▸ **Problem details**:
Return each line of the records below unchanged.

▸ **Stored records**:

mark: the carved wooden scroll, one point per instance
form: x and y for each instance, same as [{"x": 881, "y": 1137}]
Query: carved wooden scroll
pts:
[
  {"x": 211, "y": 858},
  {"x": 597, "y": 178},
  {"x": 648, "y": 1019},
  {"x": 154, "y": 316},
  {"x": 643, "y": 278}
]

▸ **Result below**:
mark: the carved wooden scroll, one point per instance
form: x and y for each instance, same as [{"x": 881, "y": 1137}]
Query: carved wooden scroll
pts:
[
  {"x": 211, "y": 858},
  {"x": 597, "y": 178},
  {"x": 648, "y": 1019},
  {"x": 154, "y": 316},
  {"x": 643, "y": 278}
]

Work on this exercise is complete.